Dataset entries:
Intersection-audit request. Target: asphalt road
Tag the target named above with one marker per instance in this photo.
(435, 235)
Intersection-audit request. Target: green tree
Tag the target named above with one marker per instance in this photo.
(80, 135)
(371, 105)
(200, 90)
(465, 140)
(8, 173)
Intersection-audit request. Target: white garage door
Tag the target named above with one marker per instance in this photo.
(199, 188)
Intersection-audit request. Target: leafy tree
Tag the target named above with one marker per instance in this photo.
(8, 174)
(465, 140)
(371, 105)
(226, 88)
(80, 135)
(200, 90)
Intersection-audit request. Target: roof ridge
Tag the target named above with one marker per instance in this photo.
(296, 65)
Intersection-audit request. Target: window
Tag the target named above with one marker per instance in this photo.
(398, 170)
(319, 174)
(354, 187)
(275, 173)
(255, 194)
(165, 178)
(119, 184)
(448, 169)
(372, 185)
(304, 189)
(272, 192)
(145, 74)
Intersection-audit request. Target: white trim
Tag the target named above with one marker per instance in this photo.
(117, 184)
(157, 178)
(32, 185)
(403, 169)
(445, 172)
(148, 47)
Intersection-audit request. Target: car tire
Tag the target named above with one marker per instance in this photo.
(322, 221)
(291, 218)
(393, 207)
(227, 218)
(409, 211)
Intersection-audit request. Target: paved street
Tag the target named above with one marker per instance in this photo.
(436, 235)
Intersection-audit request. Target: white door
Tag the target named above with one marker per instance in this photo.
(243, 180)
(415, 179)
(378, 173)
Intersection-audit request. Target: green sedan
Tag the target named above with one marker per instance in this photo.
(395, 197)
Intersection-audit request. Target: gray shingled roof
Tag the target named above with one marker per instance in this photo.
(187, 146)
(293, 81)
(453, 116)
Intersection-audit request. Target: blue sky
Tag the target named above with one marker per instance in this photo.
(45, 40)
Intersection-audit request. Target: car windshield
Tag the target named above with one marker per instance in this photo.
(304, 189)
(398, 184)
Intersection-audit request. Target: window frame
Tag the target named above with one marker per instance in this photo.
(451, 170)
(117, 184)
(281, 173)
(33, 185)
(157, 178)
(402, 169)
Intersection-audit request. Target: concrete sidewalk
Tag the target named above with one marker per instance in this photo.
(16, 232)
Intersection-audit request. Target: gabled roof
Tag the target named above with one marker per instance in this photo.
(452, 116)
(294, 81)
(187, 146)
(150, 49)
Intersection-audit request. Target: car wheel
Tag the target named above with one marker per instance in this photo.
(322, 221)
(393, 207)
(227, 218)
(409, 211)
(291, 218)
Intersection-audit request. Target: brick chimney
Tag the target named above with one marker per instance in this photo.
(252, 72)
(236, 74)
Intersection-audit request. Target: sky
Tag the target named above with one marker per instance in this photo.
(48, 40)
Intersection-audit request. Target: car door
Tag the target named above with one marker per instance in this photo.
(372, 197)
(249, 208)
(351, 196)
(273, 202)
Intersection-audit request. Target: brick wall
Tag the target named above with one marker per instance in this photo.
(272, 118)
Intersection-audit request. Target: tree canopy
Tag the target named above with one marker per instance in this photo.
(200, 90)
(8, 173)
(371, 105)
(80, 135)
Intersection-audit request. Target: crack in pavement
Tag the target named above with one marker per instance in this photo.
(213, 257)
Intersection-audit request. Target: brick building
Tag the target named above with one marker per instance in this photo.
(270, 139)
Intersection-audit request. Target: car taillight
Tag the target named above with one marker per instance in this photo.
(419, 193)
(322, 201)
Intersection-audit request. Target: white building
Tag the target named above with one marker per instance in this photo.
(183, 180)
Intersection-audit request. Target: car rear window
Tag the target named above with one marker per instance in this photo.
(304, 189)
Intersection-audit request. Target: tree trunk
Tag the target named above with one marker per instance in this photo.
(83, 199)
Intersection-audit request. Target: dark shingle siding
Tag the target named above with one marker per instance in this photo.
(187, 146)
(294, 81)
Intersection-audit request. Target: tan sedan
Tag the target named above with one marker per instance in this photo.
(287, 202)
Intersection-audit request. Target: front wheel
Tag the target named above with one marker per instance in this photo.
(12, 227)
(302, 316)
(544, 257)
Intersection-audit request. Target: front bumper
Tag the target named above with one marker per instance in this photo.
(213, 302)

(WHAT YOU HAVE TO DO)
Type out every record above once more, exactly.

(ANSWER BOX)
Intersection-audit request. Target: asphalt road
Tag the target named above with one marker per instance in this photo.
(435, 235)
Intersection-audit request. Target: green tree
Tag the target named above with one marker per instance in this photo.
(80, 135)
(371, 105)
(200, 90)
(465, 140)
(8, 173)
Intersection-audit request. Target: white garage door
Tag the target named above with one marker per instance in this photo.
(199, 188)
Intersection-audit request. Target: leafy tree
Tag the target named above with one marker per instance in this photo.
(8, 174)
(465, 140)
(371, 105)
(226, 88)
(80, 135)
(200, 90)
Intersection-audit request. Target: roof ridge
Tag the target named above with one marker per instance in this photo.
(296, 65)
Intersection-audit request. Target: window
Tag the target named above with one marker per instance in this photo.
(398, 170)
(319, 174)
(354, 187)
(275, 173)
(255, 194)
(165, 178)
(119, 184)
(448, 169)
(372, 185)
(304, 189)
(272, 192)
(145, 74)
Intersection-audit request. Target: white trim
Tag the target named above with one marker per instance in this photo.
(117, 184)
(157, 178)
(32, 185)
(403, 169)
(445, 172)
(148, 47)
Intersection-audit request. Target: car tire
Tag the target named above with one marker per instance in this photo.
(322, 221)
(291, 218)
(393, 207)
(227, 218)
(409, 211)
Intersection-audit request. Target: paved street
Tag the target named above with one marker per instance in this photo.
(436, 235)
Intersection-audit request. Target: white door
Tag the target named above with one marker per instance in this photo.
(243, 180)
(415, 179)
(378, 173)
Intersection-audit request. Target: green sedan
Tag the target named above with one marker per instance in this photo.
(395, 197)
Intersection-audit request. Target: gray shingled roof
Tag the target named above with one marker per instance in this photo.
(187, 146)
(293, 81)
(453, 116)
Intersection-audit request. Target: blue sky
Tag the target named above with one marker per instance in this photo.
(45, 40)
Intersection-audit request. Target: car windshield
Tag the target named above with one marker per instance in this photo.
(304, 189)
(398, 184)
Intersection-audit request. Target: window frame
Tag the target named above with one marker per instance in this photo.
(451, 170)
(117, 184)
(281, 173)
(33, 185)
(157, 178)
(402, 169)
Intersection-audit request. Target: concrete sidewalk
Tag the target named above with one marker per instance in this photo.
(16, 232)
Intersection-audit request. Target: gabled roof
Tag the target named above with one marker per instance in this photo.
(452, 116)
(294, 81)
(187, 146)
(150, 49)
Intersection-audit request. Target: car wheel
Tag the target named above with one marker per instance in this photo.
(322, 221)
(393, 207)
(227, 218)
(409, 211)
(291, 218)
Intersection-audit request. Target: brick chimney
Tag the target named above with one marker per instance in this photo.
(252, 72)
(236, 74)
Intersection-audit request. Target: sky
Tag the target named above with one marker per instance in this photo.
(48, 40)
Intersection-audit request. Target: car door
Tag the target named above with one marker per instance in this photo.
(372, 197)
(249, 208)
(351, 196)
(273, 202)
Intersection-audit request. Target: brick wall
Tag the target named above with one marker per instance in this photo.
(272, 118)
Intersection-audit request. Target: tree canopy
Tag the target named above with one marker per instance in this photo.
(200, 90)
(8, 173)
(371, 105)
(80, 135)
Intersection-audit request. Target: crack in pavement
Tag the target named above with one marker per instance in this photo.
(213, 257)
Intersection-audit request. Target: brick building
Tag the target named above with one marker per instance in this photo.
(270, 139)
Intersection-audit request. Target: car taillight
Tag the target named above with one marker per instance in this photo.
(419, 193)
(322, 201)
Intersection-audit request. Target: white building
Tag the target named above with one marker per instance in this photo.
(183, 180)
Intersection-audit request. Target: car rear window
Tag the target named above with one marker per instance in this photo.
(304, 189)
Intersection-audit request. Target: tree trunk
Tag the target named above with one marker per instance in this photo.
(83, 199)
Intersection-audit request. Target: dark shingle siding
Tag the target named above with one marker per instance in this photo.
(187, 146)
(294, 81)
Intersection-audit request. Target: tan sedan
Tag the target named above with one marker per instance in this photo.
(287, 202)
Intersection-audit request. Target: front wheel
Tag the target named above with one marker per instance in this photo.
(12, 227)
(302, 316)
(544, 257)
Intersection-audit request. Target: front bumper
Tag the target named above with one marker per instance in this photo.
(213, 302)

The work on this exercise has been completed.